## [Tasks and exercises]
• A. In the passage on CL/PES membranes, retype the text starting at "Hydrophilicities of membrane" and ending at "concentration: 0 wt%).".
• B. Decide whether each statement agrees with the passage on CL/PES membranes. Answer yes or no and quote the deciding words.
(i) The PES UF base membrane had a water contact angle of 96.1°.
(ii) The permeate flux for the NaCl feed solution was lower than for the ZnCl2 feed solution.
(iii) As CL concentration increased, the rejection to MgCl2 solution rose from 77.6 to 95.1%.
• C. According to the passage on CL/PES membranes, what was the rejection of the composite hollow fiber NF membrane to ZnCl2?

Hydrophilicities of membrane surfaces
The static contact angles of resultant CL/PES composite NF membrane surfaces were shown in Fig. 4. Compared with the PES UF base membrane with a water contact angle of 96.1°, all of the CL/PES composite NF membranes were more hydrophilic because of the formation of the hydrophilic polyamide active layer on the top of PES UF membrane. The static contact angle of the CL/PES composite NF membranes decreased from 65.1 to 26.3° with increasing the CL concentration from 0.8 to 4.8 wt%. The higher the CL concentration in the aqueous phase, the more the hydrophilic groups such as polyamide and hydroxyl groups on the membrane surface, which might be the reason for the increase in the hydrophilicity of resultant CL NF membrane surface.
Fig. 4
Static contact angles of CL/PES composite NF membranes and PES UF membrane (CL concentration: 0 wt%).
Rejection performances
Rejection performances of the CL/PES composite hollow fiber NF membrane to different inorganic salt solutions
The rejection performances were evaluated with a variety of inorganic salt solutions. The CL/PES composite hollow fiber NF membranes were fabricated under the following conditions: immersion time in 3.2 wt% CL aqueous solution: 5 min, interfacial polymerization (IP) time: 120 s, TMC concentration: 0.25 wt%, and curing temperature: 90 °C. As shown in Fig. 5, the permeate flux (F) for a feed solution of ZnCl2, MgCl2, MgSO4, NaCl and Na2SO4 were 10.0, 10.3, 12.7, 14.6, and 14.2 L m−2 h−1, respectively. The rejections (R) decreased in an order of ZnCl2 (95.7%) > MgCl2 (95.1%) > MgSO4 (59.7%) > NaCl (27.6%) > Na2SO4 (22.3%), which could be explained by Donnan exclusion theory. Mg2+ has a higher positive valence than Na+, and SO42− has a higher negative valence than Cl−. High-valence cations carrying more positive charges lead to a stronger repulsion between the cations and the positively-charged CL/PES composite NF membrane. On the contrary, high-valence anions carrying more negative charges would have a stronger attraction to CL membrane.[35] The rejection of CL/PES composite NF membrane to ZnCl2 was higher than that to MgCl2. It could be explained by the steric hindrance because the size of Zn2+ is larger than that of Mg2+.[11]
Fig. 5
Rejection performances of CL/PES composite hollow fiber NF membrane to different inorganic salt solutions.
Effects of preparation conditions on the rejection performances of CL/PES composite hollow-fiber NF membranes
Using the CL aqueous solutions with different concentration ranging from 0.1 to 0.3 wt%, the CL/PES composite hollow fiber NF membranes were fabricated under the following conditions: immersion time in the CL aqueous solution: 5 min, interfacial polymerization (IP) time: 120 s, TMC concentration: 0.25 wt%, and curing temperature: 90 °C. The rejection performances of the resultant CL/PES composite NF membranes were investigated, and the results were shown in Fig. 6. As seen from Fig. 6, with increasing CL concentration, the rejection (R) to MgCl2 solution increased gradually from 77.6 to 95.1%, and the permeate flux (F) decreased from 15.2 to 9.1 L m−2 h−1. This might be due to the formation of a more compact and thicker polyamide layer on top of the PES UF membrane with the increase in CL concentration.[35]
Fig. 6
Effect of CL concentrations on rejection performances of the CL/PES composite hollow fiber NF membranes.

## [Position identification records]
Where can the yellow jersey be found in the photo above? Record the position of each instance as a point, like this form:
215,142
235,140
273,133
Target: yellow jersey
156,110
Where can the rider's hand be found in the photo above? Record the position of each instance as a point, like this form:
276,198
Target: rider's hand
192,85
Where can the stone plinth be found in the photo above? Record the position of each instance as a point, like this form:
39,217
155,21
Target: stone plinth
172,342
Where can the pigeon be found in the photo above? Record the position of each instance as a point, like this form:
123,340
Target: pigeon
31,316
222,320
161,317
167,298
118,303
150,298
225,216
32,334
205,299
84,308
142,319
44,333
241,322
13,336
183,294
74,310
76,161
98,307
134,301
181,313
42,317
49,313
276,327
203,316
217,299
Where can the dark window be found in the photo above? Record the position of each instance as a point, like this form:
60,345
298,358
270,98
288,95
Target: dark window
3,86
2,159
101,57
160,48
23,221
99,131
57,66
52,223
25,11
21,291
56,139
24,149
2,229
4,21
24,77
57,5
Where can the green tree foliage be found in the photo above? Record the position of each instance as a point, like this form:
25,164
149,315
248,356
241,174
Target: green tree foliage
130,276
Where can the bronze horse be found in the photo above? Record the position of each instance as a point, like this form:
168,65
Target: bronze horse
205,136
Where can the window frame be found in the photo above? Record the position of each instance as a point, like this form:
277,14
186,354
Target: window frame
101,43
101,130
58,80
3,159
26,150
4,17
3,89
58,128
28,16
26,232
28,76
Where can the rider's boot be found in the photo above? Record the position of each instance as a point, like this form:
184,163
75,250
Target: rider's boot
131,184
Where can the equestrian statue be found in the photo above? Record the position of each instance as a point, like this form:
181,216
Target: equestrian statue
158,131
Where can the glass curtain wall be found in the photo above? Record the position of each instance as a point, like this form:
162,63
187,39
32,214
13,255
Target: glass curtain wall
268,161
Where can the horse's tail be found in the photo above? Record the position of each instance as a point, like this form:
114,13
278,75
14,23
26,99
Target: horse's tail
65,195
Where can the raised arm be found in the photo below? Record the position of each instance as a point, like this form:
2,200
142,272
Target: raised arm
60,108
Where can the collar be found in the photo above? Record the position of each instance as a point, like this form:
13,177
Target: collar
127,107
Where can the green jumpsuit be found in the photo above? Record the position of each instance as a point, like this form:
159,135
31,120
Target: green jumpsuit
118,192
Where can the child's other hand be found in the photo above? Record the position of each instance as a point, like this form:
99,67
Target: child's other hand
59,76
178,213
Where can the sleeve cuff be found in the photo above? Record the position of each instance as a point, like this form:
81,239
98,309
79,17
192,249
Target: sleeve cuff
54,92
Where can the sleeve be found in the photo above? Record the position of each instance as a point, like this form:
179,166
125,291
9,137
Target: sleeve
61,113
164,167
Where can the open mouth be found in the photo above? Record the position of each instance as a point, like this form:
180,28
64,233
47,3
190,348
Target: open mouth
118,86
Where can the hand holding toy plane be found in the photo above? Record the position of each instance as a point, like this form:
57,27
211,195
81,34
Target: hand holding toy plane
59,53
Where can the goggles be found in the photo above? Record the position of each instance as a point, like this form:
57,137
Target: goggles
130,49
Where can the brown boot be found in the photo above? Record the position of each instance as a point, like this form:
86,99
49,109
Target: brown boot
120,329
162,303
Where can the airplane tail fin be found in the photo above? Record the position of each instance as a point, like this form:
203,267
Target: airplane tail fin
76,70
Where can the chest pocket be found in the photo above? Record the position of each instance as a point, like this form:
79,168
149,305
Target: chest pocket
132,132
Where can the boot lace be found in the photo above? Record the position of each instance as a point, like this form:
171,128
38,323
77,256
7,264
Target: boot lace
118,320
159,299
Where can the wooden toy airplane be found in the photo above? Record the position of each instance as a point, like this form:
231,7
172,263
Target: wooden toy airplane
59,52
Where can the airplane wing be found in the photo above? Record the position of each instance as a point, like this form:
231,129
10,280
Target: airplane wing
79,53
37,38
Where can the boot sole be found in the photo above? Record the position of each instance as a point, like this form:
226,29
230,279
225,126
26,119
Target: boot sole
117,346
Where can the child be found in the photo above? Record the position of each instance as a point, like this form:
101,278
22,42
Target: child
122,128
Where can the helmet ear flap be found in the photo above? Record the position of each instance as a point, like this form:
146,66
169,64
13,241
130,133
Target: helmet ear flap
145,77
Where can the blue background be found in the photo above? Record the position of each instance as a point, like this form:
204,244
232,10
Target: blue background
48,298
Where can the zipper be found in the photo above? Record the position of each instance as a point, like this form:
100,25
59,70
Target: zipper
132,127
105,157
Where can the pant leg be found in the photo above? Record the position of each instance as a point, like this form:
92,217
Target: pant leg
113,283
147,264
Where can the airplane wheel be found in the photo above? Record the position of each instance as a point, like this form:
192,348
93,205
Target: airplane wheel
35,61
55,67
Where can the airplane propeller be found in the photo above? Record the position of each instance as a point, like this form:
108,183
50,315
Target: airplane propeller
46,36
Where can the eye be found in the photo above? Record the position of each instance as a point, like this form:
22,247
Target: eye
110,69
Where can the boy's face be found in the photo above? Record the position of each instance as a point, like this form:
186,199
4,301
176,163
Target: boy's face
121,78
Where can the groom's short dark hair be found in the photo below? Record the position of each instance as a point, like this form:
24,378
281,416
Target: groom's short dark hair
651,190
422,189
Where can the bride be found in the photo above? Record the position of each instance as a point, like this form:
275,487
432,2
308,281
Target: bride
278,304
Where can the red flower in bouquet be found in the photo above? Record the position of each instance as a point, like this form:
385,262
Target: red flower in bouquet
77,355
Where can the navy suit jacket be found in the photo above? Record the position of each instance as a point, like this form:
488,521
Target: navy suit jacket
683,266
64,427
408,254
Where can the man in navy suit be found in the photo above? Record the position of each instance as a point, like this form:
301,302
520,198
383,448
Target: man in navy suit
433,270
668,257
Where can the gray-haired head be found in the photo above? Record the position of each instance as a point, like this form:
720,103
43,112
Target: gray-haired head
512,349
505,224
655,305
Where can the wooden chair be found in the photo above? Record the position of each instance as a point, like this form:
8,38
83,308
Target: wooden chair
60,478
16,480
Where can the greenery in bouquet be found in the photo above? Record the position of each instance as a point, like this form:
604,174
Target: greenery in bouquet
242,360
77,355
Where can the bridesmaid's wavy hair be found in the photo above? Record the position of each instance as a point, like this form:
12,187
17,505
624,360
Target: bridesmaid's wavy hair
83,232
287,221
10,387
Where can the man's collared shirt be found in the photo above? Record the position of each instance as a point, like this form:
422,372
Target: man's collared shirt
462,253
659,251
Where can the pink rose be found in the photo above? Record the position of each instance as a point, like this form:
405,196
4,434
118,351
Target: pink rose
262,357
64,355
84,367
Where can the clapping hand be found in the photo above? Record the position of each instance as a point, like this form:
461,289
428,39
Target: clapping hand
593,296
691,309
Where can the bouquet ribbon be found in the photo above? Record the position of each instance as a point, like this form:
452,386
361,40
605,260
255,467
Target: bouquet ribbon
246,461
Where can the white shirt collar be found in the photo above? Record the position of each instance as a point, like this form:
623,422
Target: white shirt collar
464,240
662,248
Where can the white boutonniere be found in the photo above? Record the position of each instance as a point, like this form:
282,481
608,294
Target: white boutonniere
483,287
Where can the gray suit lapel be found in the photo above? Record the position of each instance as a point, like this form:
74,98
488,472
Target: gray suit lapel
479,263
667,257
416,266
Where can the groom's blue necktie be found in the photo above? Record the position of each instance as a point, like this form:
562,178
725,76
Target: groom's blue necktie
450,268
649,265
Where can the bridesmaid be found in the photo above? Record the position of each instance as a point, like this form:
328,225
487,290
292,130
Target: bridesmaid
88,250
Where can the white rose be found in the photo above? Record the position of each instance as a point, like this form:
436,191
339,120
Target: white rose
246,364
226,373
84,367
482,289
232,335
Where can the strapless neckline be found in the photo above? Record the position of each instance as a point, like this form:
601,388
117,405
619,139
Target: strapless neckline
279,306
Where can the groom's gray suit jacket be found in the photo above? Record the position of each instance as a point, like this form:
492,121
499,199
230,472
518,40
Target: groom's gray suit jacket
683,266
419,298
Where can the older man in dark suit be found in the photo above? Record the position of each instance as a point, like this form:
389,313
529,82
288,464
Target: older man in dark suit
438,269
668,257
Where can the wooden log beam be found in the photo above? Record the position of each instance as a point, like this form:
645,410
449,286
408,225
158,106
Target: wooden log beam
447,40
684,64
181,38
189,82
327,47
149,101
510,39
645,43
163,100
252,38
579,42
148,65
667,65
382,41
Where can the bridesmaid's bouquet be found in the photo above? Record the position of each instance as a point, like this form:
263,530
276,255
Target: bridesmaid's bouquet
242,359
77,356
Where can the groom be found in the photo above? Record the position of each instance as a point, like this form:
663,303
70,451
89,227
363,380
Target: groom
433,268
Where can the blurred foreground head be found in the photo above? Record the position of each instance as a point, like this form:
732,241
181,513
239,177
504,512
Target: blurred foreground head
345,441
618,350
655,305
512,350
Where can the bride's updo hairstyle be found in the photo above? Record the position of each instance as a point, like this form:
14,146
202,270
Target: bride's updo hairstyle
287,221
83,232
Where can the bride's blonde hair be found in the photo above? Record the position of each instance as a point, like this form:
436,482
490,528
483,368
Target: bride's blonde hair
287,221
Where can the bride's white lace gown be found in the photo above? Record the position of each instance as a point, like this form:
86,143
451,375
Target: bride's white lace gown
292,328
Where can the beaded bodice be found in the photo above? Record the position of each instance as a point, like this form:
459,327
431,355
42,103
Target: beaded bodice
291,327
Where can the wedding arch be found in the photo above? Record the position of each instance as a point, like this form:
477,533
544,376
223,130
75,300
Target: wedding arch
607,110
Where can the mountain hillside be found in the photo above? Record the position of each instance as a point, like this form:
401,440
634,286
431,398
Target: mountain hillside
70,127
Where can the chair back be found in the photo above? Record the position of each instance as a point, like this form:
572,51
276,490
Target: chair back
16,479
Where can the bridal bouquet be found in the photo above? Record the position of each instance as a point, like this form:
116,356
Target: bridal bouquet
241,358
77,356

## [Results for each task]
• A.
Hydrophilicities of membrane surfaces
The static contact angles of resultant CL/PES composite NF membrane surfaces were shown in Fig. 4. Compared with the PES UF base membrane with a water contact angle of 96.1°, all of the CL/PES composite NF membranes were more hydrophilic because of the formation of the hydrophilic polyamide active layer on the top of PES UF membrane. The static contact angle of the CL/PES composite NF membranes decreased from 65.1 to 26.3° with increasing the CL concentration from 0.8 to 4.8 wt%. The higher the CL concentration in the aqueous phase, the more the hydrophilic groups such as polyamide and hydroxyl groups on the membrane surface, which might be the reason for the increase in the hydrophilicity of resultant CL NF membrane surface.
Fig. 4
Static contact angles of CL/PES composite NF membranes and PES UF membrane (CL concentration: 0 wt%).

• B.
(i) Yes: "the PES UF base membrane with a water contact angle of 96.1°"
(ii) No: "the permeate flux (F) for a feed solution of ZnCl2, MgCl2, MgSO4, NaCl and Na2SO4 were 10.0, 10.3, 12.7, 14.6, and 14.2 L m−2 h−1, respectively"
(iii) Yes: "the rejection (R) to MgCl2 solution increased gradually from 77.6 to 95.1%"

• C. 95.7%